Records from a data source:

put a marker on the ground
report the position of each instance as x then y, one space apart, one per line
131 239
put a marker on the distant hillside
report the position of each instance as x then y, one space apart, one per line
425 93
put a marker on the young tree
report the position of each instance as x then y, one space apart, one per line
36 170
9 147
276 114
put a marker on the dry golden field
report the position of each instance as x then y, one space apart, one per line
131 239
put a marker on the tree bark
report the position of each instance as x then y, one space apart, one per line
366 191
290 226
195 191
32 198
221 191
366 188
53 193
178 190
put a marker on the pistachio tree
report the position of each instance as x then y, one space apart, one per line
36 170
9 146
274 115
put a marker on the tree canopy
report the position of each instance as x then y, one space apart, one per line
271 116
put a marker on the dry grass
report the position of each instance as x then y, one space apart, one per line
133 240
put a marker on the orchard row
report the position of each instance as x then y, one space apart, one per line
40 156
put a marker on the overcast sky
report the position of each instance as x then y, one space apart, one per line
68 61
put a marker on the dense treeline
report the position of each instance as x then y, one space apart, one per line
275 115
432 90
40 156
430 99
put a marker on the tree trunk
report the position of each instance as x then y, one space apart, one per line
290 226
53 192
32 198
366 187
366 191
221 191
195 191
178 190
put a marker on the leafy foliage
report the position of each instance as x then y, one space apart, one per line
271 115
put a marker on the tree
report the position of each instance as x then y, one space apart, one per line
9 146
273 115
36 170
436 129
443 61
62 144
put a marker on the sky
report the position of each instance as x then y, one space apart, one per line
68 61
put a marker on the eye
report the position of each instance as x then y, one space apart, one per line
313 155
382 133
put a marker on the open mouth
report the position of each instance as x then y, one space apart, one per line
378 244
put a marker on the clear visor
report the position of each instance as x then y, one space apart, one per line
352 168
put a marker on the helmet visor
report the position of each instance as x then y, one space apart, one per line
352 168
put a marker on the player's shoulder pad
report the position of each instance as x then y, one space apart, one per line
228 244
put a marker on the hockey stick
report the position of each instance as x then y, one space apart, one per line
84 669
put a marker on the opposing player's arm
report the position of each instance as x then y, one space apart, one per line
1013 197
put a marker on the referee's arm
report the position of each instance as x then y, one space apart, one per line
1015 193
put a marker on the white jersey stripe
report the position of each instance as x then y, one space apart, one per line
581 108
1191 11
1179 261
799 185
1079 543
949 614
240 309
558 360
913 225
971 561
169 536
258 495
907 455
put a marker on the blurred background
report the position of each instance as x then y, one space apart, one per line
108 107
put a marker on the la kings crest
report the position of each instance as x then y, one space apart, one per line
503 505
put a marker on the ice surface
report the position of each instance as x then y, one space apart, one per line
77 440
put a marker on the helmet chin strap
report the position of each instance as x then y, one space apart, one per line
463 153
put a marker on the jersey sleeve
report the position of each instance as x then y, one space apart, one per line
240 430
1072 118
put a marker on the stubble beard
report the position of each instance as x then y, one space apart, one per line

Your objective: The response should be every record above restated exactly.

Your solution:
put a marker on the ground
report the position of each instance as x then y, one space apart, one per line
131 239
put a marker on the distant hillside
report the position of each instance as x then y, one space apart, one per line
425 93
put a marker on the young tree
report the position of each instance as x then y, one space apart, one per line
36 170
9 147
276 114
put a marker on the dry golden field
report the position of each instance as x then y, one space apart, one per line
131 239
put a marker on the tree bark
report the position of each instance as x then y, one space apart, one per line
366 191
290 226
195 191
32 198
221 191
366 188
53 193
178 190
put a marker on the pistachio tree
report the position of each instance as x then y, one space apart, one per line
36 170
9 146
274 115
put a marker on the tree canopy
report the position of each instance as x then y, one space apart, one per line
271 116
put a marker on the dry grass
report the position of each instance as x then y, one space apart, one per line
133 240
put a marker on the orchard row
report the position of each instance as x then y, one space apart, one per line
40 156
put a marker on the overcast sky
report the position of each instance as x then y, one space apart, one per line
68 61
put a marker on the dense treeline
report the position of each instance as x then y, one space apart, one per line
275 115
432 90
40 156
430 99
put a marker on the tree trunk
report the position of each instance as x then y, one space apart, one per line
290 226
53 192
32 198
366 187
366 191
221 191
195 191
178 190
put a marker on the leafy foliage
report the position of each instance as x then y, one space apart, one per line
271 115
put a marker on the tree
report the position of each instance as x then y, one space apart, one per line
9 146
273 115
36 170
436 129
443 61
62 144
put a marker on the sky
report the position of each instance as x then y, one space apart, one per line
68 61
put a marker on the eye
report the position of each instance as x then y, one space apart, one per line
313 155
382 133
put a marker on the open mouth
report the position of each instance as x then y, one space apart, one per line
378 244
put a marker on the clear visor
report the position of each instance as x then y, one space apart, one per line
352 168
put a marker on the helmet visor
report the position of each instance as x then y, one space apart, one per line
352 168
put a marker on the player's shoulder pad
report the position of each instance as x then y, one space apart, one per line
228 244
put a marker on the hockey stick
report the position of each instance as x then y, one space apart, one per line
84 669
put a marker on the opposing player's arm
report the position of each instance as x then y, one space apart, one per line
1013 197
put a marker on the referee's arm
report the position of each instance as x then y, one space apart, one per line
1015 193
put a marker on the white jersey stripe
report the position of each instance as x then y, one space apart, one per line
581 108
1191 11
1179 261
799 185
1079 543
949 614
240 309
558 360
913 225
971 561
169 536
258 495
907 455
put a marker on the blurred background
report the position of each instance as x then y, one space apart, one per line
108 107
put a marker on the la kings crest
report the position of each instance as x then y, one space apart, one per line
503 505
put a marker on the ice surface
report the position of each instance as x then y, one space apart, one per line
77 440
put a marker on the helmet chin strap
report the position of each instance as x then y, one space apart, one per line
463 153
put a marker on the jersey sleeve
report the position of each instance as x then y, one space apart, one per line
240 430
1072 118
put a marker on the stubble beard
report the position of each instance as x then y, one space apart, one per line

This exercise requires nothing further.